> [Task description]:
In the stone game problem statement, is the string of stones formed as a circle or a line?

> [Passage shown]:
________________________

Time Limit: 2000/1000 MS (Java/Others) Memory Limit: 32768/32768 K (Java/Others)
Total Submission(s): 726 Accepted Submission(s): 250
Problem Description
“Alice and Bob are playing stone game…”
“Err…. Feel bored about the stone game? Don’t be so, because stone game changes all the time!”
“What the hell are they thinking for?”
“You know, whenever Alice is trying to make fun of Bob, she asked him to play stone game with him.”
“Poor Bob… What’s the rule today?”
“It seems Alice only allows some fixed numbers of continuous stones can be taken each time. And they begin with one string of stones.”
“A string? Formed as a circle or a line?”
“A line.”
“Well, I think I may help Bob with that.”
“How?”
“I may tell him to skip this round if he has no chance to win.”
“Good idea maybe, I mean, Alice always let Bob play first, because she think herself is smart enough to beat Bob no matter how.”
“Yes, she’s actually right about herself. Let me see if Bob has a chance to win…”

________________________

> [Material shown]:
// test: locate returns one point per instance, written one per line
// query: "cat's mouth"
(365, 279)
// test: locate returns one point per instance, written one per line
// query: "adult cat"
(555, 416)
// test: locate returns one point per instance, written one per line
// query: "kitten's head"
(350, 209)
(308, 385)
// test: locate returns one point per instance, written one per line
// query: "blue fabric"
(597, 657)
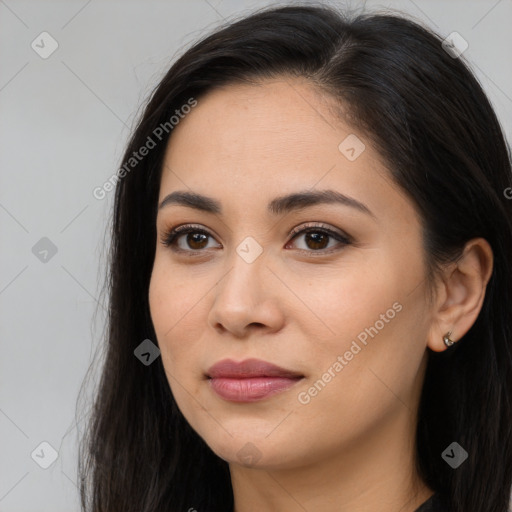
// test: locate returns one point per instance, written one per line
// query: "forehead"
(243, 142)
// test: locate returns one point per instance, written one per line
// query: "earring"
(447, 341)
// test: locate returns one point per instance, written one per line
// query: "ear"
(460, 293)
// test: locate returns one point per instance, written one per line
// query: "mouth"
(250, 380)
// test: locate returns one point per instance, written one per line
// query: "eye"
(192, 239)
(196, 239)
(318, 238)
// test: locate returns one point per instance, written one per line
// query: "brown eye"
(187, 239)
(316, 240)
(321, 240)
(196, 240)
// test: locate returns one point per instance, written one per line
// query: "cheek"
(174, 305)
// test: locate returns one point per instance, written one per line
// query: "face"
(329, 287)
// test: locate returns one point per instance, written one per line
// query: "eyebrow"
(277, 206)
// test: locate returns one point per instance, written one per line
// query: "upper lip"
(248, 368)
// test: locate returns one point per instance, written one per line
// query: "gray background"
(63, 125)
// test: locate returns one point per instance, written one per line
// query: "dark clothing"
(433, 504)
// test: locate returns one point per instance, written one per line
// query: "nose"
(246, 299)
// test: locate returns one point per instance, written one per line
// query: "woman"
(311, 223)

________________________

> [Reply]:
A line.